• Data for the task
>> START
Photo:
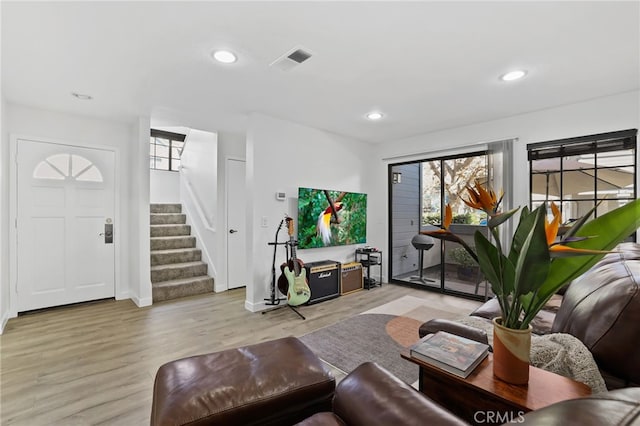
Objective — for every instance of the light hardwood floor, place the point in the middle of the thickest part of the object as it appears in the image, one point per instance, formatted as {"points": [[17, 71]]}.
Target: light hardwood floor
{"points": [[94, 364]]}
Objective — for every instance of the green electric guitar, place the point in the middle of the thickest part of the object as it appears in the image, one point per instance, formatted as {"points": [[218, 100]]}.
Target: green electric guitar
{"points": [[298, 291]]}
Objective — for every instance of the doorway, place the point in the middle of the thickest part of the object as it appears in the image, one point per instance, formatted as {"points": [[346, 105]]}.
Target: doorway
{"points": [[419, 190], [236, 223], [65, 225]]}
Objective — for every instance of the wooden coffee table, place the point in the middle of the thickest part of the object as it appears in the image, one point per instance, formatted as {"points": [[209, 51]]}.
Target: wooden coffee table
{"points": [[481, 398]]}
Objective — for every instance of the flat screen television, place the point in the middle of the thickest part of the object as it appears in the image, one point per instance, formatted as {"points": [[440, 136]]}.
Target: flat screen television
{"points": [[321, 225]]}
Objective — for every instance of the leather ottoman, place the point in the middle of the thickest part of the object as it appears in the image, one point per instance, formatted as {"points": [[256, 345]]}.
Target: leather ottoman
{"points": [[276, 382]]}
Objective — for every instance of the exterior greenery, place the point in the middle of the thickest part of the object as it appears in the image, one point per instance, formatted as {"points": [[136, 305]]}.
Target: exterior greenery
{"points": [[462, 257]]}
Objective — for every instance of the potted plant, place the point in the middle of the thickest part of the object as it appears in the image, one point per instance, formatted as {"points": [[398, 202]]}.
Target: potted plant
{"points": [[467, 265], [537, 264]]}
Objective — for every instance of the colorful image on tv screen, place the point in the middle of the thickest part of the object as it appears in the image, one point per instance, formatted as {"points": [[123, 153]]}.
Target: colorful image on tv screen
{"points": [[331, 218]]}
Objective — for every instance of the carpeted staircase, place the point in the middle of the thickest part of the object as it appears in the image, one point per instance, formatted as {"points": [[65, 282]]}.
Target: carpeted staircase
{"points": [[176, 266]]}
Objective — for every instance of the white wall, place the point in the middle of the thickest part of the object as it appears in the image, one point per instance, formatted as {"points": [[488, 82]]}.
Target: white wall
{"points": [[600, 115], [164, 187], [199, 191], [282, 156], [230, 145], [4, 213], [139, 235], [32, 122]]}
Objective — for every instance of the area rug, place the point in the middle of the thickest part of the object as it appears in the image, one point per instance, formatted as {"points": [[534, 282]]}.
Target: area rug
{"points": [[378, 335]]}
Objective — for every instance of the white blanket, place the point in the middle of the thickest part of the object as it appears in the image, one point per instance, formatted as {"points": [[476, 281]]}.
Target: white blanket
{"points": [[559, 353]]}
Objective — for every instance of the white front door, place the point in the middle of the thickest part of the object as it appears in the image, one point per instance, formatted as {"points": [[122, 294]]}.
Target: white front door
{"points": [[65, 197], [236, 226]]}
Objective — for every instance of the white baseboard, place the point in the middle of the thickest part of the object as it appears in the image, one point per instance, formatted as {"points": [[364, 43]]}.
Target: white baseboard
{"points": [[3, 322], [142, 302], [255, 307]]}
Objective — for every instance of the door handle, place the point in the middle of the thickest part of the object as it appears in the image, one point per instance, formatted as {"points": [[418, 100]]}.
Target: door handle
{"points": [[108, 233]]}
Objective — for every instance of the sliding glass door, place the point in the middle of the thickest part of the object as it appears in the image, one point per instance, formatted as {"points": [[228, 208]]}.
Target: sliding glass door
{"points": [[418, 193]]}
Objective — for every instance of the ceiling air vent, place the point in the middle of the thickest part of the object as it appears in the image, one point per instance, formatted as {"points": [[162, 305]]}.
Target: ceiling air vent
{"points": [[291, 59]]}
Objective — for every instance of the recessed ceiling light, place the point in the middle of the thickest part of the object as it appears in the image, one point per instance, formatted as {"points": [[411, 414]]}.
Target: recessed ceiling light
{"points": [[81, 96], [224, 56], [513, 75]]}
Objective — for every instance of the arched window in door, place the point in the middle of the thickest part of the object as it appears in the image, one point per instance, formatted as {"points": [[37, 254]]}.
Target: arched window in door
{"points": [[67, 166]]}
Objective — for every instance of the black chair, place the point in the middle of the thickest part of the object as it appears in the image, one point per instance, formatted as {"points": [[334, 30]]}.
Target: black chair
{"points": [[421, 243]]}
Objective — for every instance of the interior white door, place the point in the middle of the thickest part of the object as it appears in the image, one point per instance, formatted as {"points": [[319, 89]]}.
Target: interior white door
{"points": [[65, 197], [236, 217]]}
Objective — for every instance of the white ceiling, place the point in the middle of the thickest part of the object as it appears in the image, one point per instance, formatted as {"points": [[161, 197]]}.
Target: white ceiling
{"points": [[426, 65]]}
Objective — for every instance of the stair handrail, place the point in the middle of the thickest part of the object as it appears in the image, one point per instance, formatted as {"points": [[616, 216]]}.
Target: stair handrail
{"points": [[196, 201]]}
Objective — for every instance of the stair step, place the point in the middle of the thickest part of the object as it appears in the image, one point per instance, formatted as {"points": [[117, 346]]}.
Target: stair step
{"points": [[167, 243], [170, 230], [168, 218], [165, 208], [183, 255], [177, 270], [183, 287]]}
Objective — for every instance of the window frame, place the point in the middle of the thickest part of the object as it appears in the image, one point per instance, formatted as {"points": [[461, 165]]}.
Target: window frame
{"points": [[563, 149], [172, 138]]}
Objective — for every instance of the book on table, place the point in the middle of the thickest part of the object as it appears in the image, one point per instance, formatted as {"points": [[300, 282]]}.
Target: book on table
{"points": [[454, 354]]}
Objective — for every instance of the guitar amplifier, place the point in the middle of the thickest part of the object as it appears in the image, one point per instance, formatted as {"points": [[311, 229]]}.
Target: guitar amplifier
{"points": [[351, 278], [323, 280]]}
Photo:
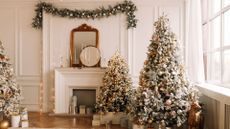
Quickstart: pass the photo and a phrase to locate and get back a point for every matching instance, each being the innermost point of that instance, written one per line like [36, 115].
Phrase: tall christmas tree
[9, 92]
[115, 93]
[165, 94]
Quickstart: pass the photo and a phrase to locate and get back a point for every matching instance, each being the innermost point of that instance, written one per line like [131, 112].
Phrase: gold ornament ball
[4, 124]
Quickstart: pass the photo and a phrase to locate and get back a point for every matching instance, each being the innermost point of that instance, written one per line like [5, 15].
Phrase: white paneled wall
[25, 45]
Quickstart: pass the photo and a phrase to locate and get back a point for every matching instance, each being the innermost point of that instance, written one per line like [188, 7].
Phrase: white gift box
[82, 109]
[15, 120]
[107, 117]
[95, 122]
[24, 123]
[117, 117]
[96, 117]
[24, 116]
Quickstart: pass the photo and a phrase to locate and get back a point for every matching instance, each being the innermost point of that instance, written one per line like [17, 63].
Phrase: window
[216, 41]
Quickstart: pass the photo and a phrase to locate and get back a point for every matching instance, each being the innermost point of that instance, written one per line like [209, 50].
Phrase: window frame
[208, 50]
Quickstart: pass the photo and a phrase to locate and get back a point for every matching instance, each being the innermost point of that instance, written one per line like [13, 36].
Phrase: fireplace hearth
[71, 80]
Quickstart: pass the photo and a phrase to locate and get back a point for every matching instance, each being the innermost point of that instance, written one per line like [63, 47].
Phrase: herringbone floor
[45, 121]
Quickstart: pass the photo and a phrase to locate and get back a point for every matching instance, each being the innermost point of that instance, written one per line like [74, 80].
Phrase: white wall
[24, 43]
[23, 46]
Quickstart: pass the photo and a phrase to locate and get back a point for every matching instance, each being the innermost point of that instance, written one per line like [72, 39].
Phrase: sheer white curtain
[194, 50]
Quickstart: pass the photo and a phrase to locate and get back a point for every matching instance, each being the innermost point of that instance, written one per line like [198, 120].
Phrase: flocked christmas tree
[114, 95]
[9, 92]
[164, 95]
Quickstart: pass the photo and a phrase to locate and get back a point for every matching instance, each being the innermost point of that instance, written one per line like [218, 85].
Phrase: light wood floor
[46, 121]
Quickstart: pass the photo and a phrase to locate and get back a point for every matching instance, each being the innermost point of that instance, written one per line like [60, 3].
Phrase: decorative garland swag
[126, 7]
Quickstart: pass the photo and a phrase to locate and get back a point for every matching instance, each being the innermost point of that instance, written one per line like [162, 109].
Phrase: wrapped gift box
[95, 122]
[82, 109]
[96, 117]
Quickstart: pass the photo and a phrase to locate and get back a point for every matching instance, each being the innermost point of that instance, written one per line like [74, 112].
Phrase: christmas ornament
[168, 102]
[127, 7]
[4, 124]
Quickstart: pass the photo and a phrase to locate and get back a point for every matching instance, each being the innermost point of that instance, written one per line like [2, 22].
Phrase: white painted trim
[70, 78]
[218, 93]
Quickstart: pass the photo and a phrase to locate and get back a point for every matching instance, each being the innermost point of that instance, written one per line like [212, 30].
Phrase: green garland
[126, 7]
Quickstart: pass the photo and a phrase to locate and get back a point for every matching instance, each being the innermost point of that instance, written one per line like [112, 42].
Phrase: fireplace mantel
[67, 79]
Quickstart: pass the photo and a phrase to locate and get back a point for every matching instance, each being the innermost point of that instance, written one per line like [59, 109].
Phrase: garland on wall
[127, 7]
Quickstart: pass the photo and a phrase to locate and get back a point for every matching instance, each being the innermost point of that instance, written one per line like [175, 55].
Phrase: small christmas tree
[165, 94]
[115, 93]
[9, 92]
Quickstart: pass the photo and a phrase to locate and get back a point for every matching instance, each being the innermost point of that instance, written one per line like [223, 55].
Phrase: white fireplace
[67, 79]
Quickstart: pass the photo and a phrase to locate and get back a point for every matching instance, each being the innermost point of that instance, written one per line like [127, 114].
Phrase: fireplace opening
[86, 99]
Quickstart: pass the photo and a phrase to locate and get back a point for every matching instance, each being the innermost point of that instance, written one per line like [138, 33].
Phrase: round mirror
[90, 56]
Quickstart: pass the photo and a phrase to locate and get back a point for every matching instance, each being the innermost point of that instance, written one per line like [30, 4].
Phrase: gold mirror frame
[82, 28]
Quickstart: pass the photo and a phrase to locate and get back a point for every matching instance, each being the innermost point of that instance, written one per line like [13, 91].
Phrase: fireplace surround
[68, 79]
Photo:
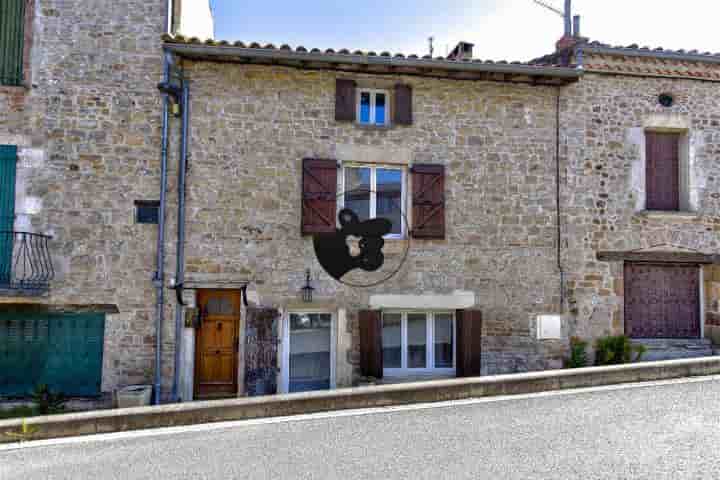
>> END
• Instructions for the task
Copy every line of the items above that contains the word "blanket", matching case exactly.

• Output below
Objective — for every instance of the white blanket, place the point in the middle of the thickest part of the object as it appears in the image, one point per instance, formatted as {"points": [[476, 281]]}.
Target: white blanket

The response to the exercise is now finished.